Lulus Verifikasi Dewan Pers No.126/DP-Terverifikasi/K/X/2017

Fitra Tolak Dana Rumah Anggota DPR Sebesar Rp 1,6 Triliun
Oleh : Surya
Rabu | 25-03-2015 | 17:45 WIB

BATAMTODAY.COM, Jakarta - Dana rumah aspirasi masyarakat sejumlah Rp1,6 Triliun hanya akal-akalan DPR. Pasalnya, penggangaran dana tersebut belum memilki peraturan hukum yang kuat. Karena itu, Fitra  menuntut DPR untuk membatalkan dana rumah aspirasi


"Argumen DPR tidak berdasar, lemah dan cenderung akal-akalan saja. Kalau mau memperjuangan rakyat tidak harus membuat rumah aspirasi," papar Sekjen Forum Indonesia untuk Transparansi Anggaran (FITRA), Yenny Sucipto, di Seketariat FITRA di Jalan Mampang, Jakarta Selatan, Rabu (25/3/2015)

Menurut Yenny, dana rumah aspirasi terkesan timpang tindih dan mubazir. Sebab, sudah ada dana reses yang diberikan kepada anggota DPR untuk menampung aspirasi rakyat.

"Kalau dengan alasan 'jaring asmara' (penjaringan aspirasi masyarakat) itu sudah ada alokasinya sebesar Rp40 juta. Janganlah pakai mata anggaran lain. Bilang saja mereka (DPR) butuh, tapi ingin diperbesar di dana reses," tutur Yenny.

Sementara Koordinator Advokasi dan Investigasi FITRA Apung Widadi mengatakan, zaman modern sekarang untuk menjaring aspirasi masyarakat dapat dilakukan dengan banyak cara. Tak harus menggunakan dana sebanyak Rp3 miliar hingga Rp10 Miliar.

-=-=-

Tuliskan kelanjutan berita tentang penolakan FITRA terhadap dana rumah aspirasi DPR, dimulai setelah kalimat terakhirnya.

• Cuplikan Data:

-=-=-

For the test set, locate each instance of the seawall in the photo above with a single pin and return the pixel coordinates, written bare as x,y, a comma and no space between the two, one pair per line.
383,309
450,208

-=-=-

• Jawaban:
"Pada kebutuhannya tidak mungkin sejauh itu, harus jelas distribusinya seperti apa. Apalagi anggota DPR menerima dana Rp14 juta untuk pulsa. Ini tak logis harga pulsa sekarang semakin turun. Apalagi akses media sosial bisa menyapa masyarakat. Saya rasa cukup digunakan untuk kepentingan rakyat," tambah Apung.

Badan Anggaran DPR menambah dana Rp1,6 triliun untuk rumah aspirasi dan staf khusus anggota dewan. Dana tersebut dianggarkan melalui APBNP 2015. Penambahan anggaran dimaksudkan untuk meningkatkan kerja dan penyerapan aspirasi masyarakat.

Batalkan
Pada kesempatan tersebut., Fitra  menuntut DPR untuk membatalkan dana rumah aspirasi sebesar Rp1,6 triliun dari APBN untuk pembuatan rumah aspirasi dan staf khusus anggota dewan yang dinilai dapat membantu penyerapan aspirasi warga di wilayah daerah pemilihan anggota dewan.

"Kita dengan ini menolak dana aspirasi yang diajukan DPR karena tidak ada korelasinya dalam perencanaan anggaran," tegas Sekjen FITRA.  

Menurutnya, dana rumah aspirasi hanya akan membuka ruang korupsi bagi anggota DPR. Terlebih, dana ini tidak didukung dengan dasar hukum yang kuat.

"Kekhawatiran kita dana aspirasi itu nantinya akan menjadi celah celah praktek korupsi.Apalagi tak sesuai dengan UU.17 tahun 2003 tentang keuangan negara," kata Yenny.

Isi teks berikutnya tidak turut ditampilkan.